** begin **

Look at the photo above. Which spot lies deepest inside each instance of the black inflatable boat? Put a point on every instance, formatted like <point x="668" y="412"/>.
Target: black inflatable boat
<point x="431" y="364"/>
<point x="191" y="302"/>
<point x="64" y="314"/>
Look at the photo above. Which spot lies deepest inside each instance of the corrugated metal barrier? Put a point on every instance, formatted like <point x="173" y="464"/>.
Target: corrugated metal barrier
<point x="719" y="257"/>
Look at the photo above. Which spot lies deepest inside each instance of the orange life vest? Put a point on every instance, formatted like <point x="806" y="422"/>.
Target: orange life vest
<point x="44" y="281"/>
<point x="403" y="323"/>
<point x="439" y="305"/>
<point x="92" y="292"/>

** end **

▸ **Exercise**
Copy the entire listing above word for word, leaving out nothing.

▸ **Solved problem**
Look at the photo above. Which spot lies deepest inside each instance of the black inflatable boat? Put a point on every instance, formatted like <point x="668" y="412"/>.
Target: black inflatable boat
<point x="431" y="364"/>
<point x="191" y="302"/>
<point x="64" y="314"/>
Look at the photo above. Which spot lies deepest inside each instance of the corrugated metal barrier? Put a point on every instance, formatted like <point x="173" y="464"/>.
Target: corrugated metal barrier
<point x="719" y="257"/>
Look at the photo above. Which spot lies deepest inside each instance of the orange life vest? Put a point on every instance, formatted like <point x="806" y="422"/>.
Target: orange life vest
<point x="44" y="281"/>
<point x="403" y="323"/>
<point x="439" y="305"/>
<point x="92" y="292"/>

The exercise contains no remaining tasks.